→ **Task brief**: With nothing left out, give the data back exactly.

→ **Supplied data**:

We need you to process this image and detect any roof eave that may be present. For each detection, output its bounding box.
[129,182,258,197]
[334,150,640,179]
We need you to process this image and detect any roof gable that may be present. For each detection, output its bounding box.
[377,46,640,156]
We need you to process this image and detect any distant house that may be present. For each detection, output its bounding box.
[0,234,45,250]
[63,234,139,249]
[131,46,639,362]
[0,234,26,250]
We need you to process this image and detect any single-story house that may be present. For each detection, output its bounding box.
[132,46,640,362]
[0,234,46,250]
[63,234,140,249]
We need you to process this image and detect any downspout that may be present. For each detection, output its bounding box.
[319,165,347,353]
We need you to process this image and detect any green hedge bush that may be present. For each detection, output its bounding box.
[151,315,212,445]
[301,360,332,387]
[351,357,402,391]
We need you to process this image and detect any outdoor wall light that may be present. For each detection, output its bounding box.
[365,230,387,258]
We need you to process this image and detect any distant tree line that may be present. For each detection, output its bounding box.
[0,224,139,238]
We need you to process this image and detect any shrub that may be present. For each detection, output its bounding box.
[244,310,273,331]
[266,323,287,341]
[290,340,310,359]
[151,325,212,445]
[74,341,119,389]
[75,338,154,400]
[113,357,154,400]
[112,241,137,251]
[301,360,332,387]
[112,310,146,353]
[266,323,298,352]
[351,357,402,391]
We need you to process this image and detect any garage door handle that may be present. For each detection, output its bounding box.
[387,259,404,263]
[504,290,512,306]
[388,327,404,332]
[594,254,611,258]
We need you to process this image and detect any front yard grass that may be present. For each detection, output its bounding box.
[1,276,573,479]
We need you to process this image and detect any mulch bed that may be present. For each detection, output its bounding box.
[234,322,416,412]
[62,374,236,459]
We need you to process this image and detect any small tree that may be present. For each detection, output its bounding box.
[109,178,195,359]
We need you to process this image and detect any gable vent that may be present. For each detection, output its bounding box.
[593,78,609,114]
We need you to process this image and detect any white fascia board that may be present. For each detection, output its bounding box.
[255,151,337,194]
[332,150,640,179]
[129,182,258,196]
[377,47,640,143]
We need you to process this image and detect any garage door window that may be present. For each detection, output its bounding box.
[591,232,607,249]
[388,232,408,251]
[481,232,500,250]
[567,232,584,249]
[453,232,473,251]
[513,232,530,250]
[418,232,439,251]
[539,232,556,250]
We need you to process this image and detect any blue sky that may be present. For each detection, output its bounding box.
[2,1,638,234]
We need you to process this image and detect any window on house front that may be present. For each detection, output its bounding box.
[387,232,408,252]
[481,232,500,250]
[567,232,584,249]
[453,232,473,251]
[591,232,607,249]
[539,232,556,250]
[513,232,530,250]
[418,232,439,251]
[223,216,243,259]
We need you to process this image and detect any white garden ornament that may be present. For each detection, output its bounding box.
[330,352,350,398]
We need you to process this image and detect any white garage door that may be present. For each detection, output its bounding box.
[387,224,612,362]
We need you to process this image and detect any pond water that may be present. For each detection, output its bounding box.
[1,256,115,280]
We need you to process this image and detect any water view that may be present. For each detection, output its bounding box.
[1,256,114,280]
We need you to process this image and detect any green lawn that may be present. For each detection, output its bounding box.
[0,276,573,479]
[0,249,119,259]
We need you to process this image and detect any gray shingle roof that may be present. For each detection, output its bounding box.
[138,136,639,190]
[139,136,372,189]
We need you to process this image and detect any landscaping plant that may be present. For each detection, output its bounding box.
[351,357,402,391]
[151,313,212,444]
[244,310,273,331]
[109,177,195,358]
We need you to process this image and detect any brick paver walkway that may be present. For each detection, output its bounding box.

→ **Expected answer**:
We need you to process this image and detect any roof eave that may be present. For each detection, output its bounding box.
[129,182,258,197]
[334,150,640,179]
We need you to process this image and detect any roof gable that may be present. For each detection, output its bounding box.
[377,46,640,156]
We need you to process this image and detect any distant house that may be present. For each detection, output its bounding box.
[0,234,45,250]
[63,234,139,249]
[131,46,639,362]
[0,234,26,250]
We need you to process this image and detect any single-story house that may be present. For each detection, output its bounding box.
[132,46,640,362]
[0,234,46,250]
[63,234,140,249]
We need you to process this image and detect any downspout that may be present. For each detection, output its bounding box.
[319,165,347,353]
We need you to process this image and detect any green hedge bush that may be present. For each detection, output its bounding box.
[151,315,212,445]
[301,360,332,387]
[351,357,402,391]
We need you to process this image and detect any outdoor wall light that may be present. For each detection, output its bounding box.
[365,230,387,258]
We need you to process this image and detect any distant tree line that may be present. For each detection, output its bounding box.
[0,224,139,238]
We need you to process this image and detect any shrub that may be present. For each detection, output its bounding box.
[244,310,273,331]
[266,323,287,341]
[290,340,310,359]
[151,325,212,445]
[74,341,119,389]
[75,338,154,400]
[113,357,154,400]
[112,241,137,251]
[301,360,332,387]
[112,310,146,353]
[266,323,298,352]
[351,357,402,391]
We need you to process this image and detect any garage door handle that may be present. For each detection, output its bounding box.
[387,259,404,263]
[504,290,512,306]
[388,327,404,332]
[594,254,611,258]
We need you to process this image and detect any front yard grass that may be present. For each detection, output its bounding box.
[1,276,573,479]
We need you to process this image and detect any mulch bed that may be present. For each detection, output its bounding box.
[234,322,416,412]
[62,374,236,459]
We need you to process this image and detect any small tree that may be present. For each detection, output its bounding box.
[109,178,195,359]
We need you to process this image and detect any gable vent that may be present. For each detection, output its bounding box.
[593,78,609,114]
We need you to process this image and detect any white fascia board that may be present. For each detection, output its bounding box.
[255,151,337,194]
[332,150,640,179]
[129,182,258,196]
[377,47,640,143]
We need you to process this image and detect any garage door window that may be present. For each detection, output its bounding box.
[591,232,607,249]
[388,232,408,251]
[481,232,500,250]
[567,232,584,249]
[453,232,473,251]
[513,232,530,250]
[418,232,439,251]
[539,232,556,250]
We need you to process this image and detect any blue sky that may be present. For each detection, output its bounding box.
[2,1,638,234]
We need you to process this image and detect any window on house front that may be present. For each detection, output its bounding box.
[387,232,408,252]
[481,232,500,250]
[567,232,584,249]
[453,232,473,251]
[591,232,607,249]
[539,232,556,250]
[513,232,530,250]
[418,232,439,251]
[223,216,243,259]
We need you to process this image and detect any white garden ornament that may be present. For each detection, output its bounding box.
[330,352,350,398]
We need you to process this image and detect any white garage door that may be present. For each detection, output its bounding box.
[387,224,612,362]
We need you to process this image and detect any pond water that may be present. For each detection, output its bounding box.
[1,256,115,280]
We need you to process this image and detect any water view that may be present. For each detection, output its bounding box.
[1,256,114,280]
We need you to process this image and detect any green lawn that may be present. For each detection, output its bounding box.
[0,276,573,479]
[0,249,119,259]
We need you to process this image and detect any gray shingle roof that may be present. For each detection, output its bounding box.
[138,136,639,190]
[139,136,372,189]
We need you to process this image and detect any landscaping plant that may be present. For each detection, output its bounding box.
[351,357,402,391]
[151,313,212,444]
[244,310,273,331]
[109,177,195,358]
We need you to process this image and detect any brick paver walkway that may be present. For each detection, output its bounding box.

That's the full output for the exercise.